- Texte source:
= = =

La papeterie et l’imprimerie de la Banque de France : les moderniser et les développer, un enjeu national et européen

Fabienne Rouchy
membre de la commission exécutive confédérale de la CGT

La France dispose, avec notre imprimerie de Chamalières et notre papeterie de Vic-le Comte et leurs 800 salariés, d’un outil industriel qui est devenu le premier producteur de billets de banque en euros et qui constitue le cœur du pilier public européen de fabrication des billets, mis en place sur décision du conseil des gouverneurs de la Banque Centrale Européenne en 2014.

= = =

- Liste des données:
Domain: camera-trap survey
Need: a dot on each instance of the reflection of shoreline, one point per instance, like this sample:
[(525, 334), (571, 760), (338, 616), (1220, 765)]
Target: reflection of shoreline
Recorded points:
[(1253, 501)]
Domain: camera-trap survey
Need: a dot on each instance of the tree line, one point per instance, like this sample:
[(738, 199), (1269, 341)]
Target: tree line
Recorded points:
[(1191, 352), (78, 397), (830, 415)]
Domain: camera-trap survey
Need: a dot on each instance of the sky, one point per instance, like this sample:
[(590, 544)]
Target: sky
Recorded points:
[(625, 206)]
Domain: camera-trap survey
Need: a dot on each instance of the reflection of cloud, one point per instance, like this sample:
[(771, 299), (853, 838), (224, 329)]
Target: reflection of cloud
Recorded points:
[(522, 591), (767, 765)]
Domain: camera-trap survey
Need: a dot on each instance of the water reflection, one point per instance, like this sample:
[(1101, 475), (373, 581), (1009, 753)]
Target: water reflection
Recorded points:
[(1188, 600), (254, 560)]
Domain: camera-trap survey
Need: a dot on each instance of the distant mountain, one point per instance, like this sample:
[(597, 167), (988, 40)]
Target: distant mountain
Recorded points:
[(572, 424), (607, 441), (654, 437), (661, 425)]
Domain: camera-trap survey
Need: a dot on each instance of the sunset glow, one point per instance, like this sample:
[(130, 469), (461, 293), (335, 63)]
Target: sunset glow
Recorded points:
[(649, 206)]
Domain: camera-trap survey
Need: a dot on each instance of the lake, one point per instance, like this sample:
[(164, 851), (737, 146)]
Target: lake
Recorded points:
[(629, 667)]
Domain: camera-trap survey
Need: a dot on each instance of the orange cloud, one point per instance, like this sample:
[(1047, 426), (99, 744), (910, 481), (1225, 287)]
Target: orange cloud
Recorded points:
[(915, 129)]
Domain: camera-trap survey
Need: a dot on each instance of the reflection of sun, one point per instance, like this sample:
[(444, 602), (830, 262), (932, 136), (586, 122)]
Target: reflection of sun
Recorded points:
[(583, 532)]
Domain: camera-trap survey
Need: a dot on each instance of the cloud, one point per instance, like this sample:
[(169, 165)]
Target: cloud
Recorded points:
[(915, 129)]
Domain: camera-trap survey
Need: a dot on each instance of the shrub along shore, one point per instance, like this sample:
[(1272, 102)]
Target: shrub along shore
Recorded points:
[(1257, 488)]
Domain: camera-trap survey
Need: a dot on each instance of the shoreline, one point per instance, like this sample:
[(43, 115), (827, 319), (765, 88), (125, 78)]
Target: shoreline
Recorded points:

= = =

- Tâche:
Recopiez intégralement le texte source sur la papeterie et l'imprimerie de la Banque de France, sans en modifier le moindre caractère. Seul le texte source doit servir de référence.

- Réponse complète:
La papeterie et l’imprimerie de la Banque de France : les moderniser et les développer, un enjeu national et européen

Fabienne Rouchy
membre de la commission exécutive confédérale de la CGT

La France dispose, avec notre imprimerie de Chamalières et notre papeterie de Vic-le Comte et leurs 800 salariés, d’un outil industriel qui est devenu le premier producteur de billets de banque en euros et qui constitue le cœur du pilier public européen de fabrication des billets, mis en place sur décision du conseil des gouverneurs de la Banque Centrale Européenne en 2014.